## Written task
Please copy the records below, changing every "coordinates" to "position" and keeping everything else the same.

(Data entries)
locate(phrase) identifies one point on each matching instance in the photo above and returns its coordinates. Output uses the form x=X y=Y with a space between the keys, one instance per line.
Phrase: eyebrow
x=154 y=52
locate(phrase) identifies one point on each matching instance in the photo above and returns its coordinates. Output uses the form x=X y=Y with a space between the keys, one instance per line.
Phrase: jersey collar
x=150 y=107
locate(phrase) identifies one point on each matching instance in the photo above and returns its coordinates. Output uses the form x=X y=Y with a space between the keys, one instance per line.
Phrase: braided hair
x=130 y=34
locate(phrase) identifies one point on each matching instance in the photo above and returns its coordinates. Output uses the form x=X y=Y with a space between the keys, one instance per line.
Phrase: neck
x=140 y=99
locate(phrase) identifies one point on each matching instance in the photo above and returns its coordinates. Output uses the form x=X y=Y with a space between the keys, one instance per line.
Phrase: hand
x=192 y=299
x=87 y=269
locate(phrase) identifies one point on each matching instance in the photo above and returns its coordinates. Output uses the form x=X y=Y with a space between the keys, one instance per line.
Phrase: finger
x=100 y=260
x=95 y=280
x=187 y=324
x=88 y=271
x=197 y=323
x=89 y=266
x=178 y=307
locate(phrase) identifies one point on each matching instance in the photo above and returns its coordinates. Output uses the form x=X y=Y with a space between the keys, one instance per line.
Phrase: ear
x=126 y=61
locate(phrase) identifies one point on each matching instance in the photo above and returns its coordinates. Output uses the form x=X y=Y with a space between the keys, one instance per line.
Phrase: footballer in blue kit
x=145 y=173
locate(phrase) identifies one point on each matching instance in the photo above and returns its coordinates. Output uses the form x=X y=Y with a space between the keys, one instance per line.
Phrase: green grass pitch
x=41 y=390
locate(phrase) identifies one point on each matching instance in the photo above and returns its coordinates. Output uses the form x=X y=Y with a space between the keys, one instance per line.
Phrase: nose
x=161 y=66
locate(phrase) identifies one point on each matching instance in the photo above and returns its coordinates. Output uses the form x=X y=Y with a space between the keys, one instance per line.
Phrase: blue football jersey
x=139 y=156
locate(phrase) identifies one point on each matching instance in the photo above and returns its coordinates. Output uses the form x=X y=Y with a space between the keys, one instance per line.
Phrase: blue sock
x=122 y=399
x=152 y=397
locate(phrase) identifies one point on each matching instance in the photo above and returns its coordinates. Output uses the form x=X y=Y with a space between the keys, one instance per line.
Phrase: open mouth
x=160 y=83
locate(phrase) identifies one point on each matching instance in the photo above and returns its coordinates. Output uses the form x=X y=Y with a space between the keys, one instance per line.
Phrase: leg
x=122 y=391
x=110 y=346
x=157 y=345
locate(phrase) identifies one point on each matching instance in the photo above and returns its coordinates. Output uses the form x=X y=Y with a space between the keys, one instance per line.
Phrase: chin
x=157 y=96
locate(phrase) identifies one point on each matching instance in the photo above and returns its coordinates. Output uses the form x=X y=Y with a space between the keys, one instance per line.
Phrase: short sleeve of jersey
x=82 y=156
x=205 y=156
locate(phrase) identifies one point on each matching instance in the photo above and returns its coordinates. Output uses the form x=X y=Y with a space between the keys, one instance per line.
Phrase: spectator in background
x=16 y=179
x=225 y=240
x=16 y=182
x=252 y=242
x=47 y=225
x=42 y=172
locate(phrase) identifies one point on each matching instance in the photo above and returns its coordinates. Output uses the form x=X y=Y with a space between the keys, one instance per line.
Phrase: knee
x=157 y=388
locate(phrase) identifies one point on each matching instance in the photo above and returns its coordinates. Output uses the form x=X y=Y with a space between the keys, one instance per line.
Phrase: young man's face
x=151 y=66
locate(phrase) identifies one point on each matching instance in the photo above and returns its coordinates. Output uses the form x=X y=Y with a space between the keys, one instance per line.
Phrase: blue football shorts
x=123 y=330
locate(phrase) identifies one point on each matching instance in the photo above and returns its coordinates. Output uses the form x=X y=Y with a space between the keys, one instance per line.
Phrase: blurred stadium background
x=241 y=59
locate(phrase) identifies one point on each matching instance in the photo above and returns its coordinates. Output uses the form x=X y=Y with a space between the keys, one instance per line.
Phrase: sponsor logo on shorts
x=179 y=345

## Answer to the task
locate(phrase) identifies one point on each matching instance in the photo above and returns its position. Output uses the form x=X y=Y with a space between the keys, one instance per line.
Phrase: eyebrow
x=154 y=52
locate(phrase) identifies one point on each matching instance in the photo above and returns its position. Output uses the form x=X y=Y with a space between the keys, one instance per line.
Phrase: jersey collar
x=150 y=107
locate(phrase) identifies one point on each matching instance in the photo above and returns its position. Output uses the form x=X y=Y with a space between the keys, one instance per line.
Phrase: braided hair
x=130 y=34
locate(phrase) identifies one point on each matching instance in the photo above and returns its position. Output uses the form x=X y=Y with a space between the keys, one instance per line.
Phrase: neck
x=140 y=99
locate(phrase) identifies one point on each matching instance in the photo above and returns its position. Output uses the form x=X y=Y with a space between the keys, one instance per line.
Phrase: hand
x=192 y=299
x=87 y=269
locate(phrase) identifies one point on each matching instance in the photo above and returns its position. Output uses the form x=X y=Y with a space between the keys, one instance per line.
Phrase: finger
x=100 y=260
x=95 y=280
x=187 y=324
x=88 y=271
x=197 y=323
x=89 y=266
x=178 y=307
locate(phrase) identifies one point on each matching instance in the photo above and returns its position. Output uses the form x=X y=Y with a space between the keys, one instance per line.
Phrase: ear
x=126 y=61
locate(phrase) identifies one point on each matching instance in the photo above and returns its position. Output uses the form x=X y=Y with a space between the keys, one instance per line.
Phrase: footballer in blue kit
x=145 y=173
locate(phrase) identifies one point on each matching instance in the photo above and returns its position. Output uses the form x=X y=Y with a space between the keys, one instance per line.
Phrase: green grass pitch
x=41 y=390
locate(phrase) identifies one point on each matching instance in the photo above and returns its position. Output uses the form x=X y=Y with a space between the keys, one instance per line.
Phrase: nose
x=161 y=66
locate(phrase) identifies one point on each matching instance in the photo above and returns its position. Output uses the form x=X y=Y with a space between the keys, one instance per line.
Phrase: blue football jersey
x=139 y=156
locate(phrase) identifies one point on each matching instance in the photo above and returns its position. Output uses the form x=X y=Y with a space between the keys, one instance per line.
Phrase: blue sock
x=122 y=399
x=152 y=397
locate(phrase) identifies one point on each matching instance in the photo above and returns its position. Output uses the form x=X y=Y with a space between the keys, one instance per line.
Phrase: open mouth
x=160 y=83
locate(phrase) identifies one point on each matching instance in the photo above and returns its position. Output uses the form x=X y=Y with a space between the keys, one instance per line.
Phrase: leg
x=122 y=391
x=110 y=346
x=157 y=345
locate(phrase) identifies one point on each matching instance in the photo above and returns its position. Output uses the form x=X y=Y with a space between the keys, one instance per line.
Phrase: chin
x=157 y=96
locate(phrase) identifies one point on each matching instance in the photo above and returns its position. Output uses the form x=X y=Y with a space between the keys, one instance per line.
Phrase: short sleeve of jersey
x=82 y=156
x=205 y=156
locate(phrase) identifies one point on each matching instance in the photo above and returns its position. Output uses the form x=X y=Y with a space between the keys, one instance per line.
Phrase: spectator in background
x=16 y=179
x=225 y=240
x=16 y=182
x=252 y=242
x=47 y=225
x=42 y=172
locate(phrase) identifies one point on each matching instance in the photo above and returns its position. Output uses the form x=X y=Y with a space between the keys, one instance per line.
Phrase: knee
x=157 y=388
locate(phrase) identifies one point on each matching instance in the photo above and returns its position. Output uses the form x=X y=Y with a space between the keys, one instance per line.
Phrase: young man's face
x=151 y=66
locate(phrase) identifies one point on each matching instance in the photo above and returns its position. Output uses the form x=X y=Y with a space between the keys, one instance per line.
Phrase: blue football shorts
x=123 y=330
locate(phrase) identifies one point on each matching instance in the photo above and returns its position. Output uses the form x=X y=Y with a space between the keys, one instance per line.
Phrase: blurred stadium background
x=241 y=59
locate(phrase) identifies one point on each matching instance in the photo above and returns its position. Output uses the form x=X y=Y with a space between the keys, one instance per line.
Phrase: sponsor logo on shorts
x=179 y=345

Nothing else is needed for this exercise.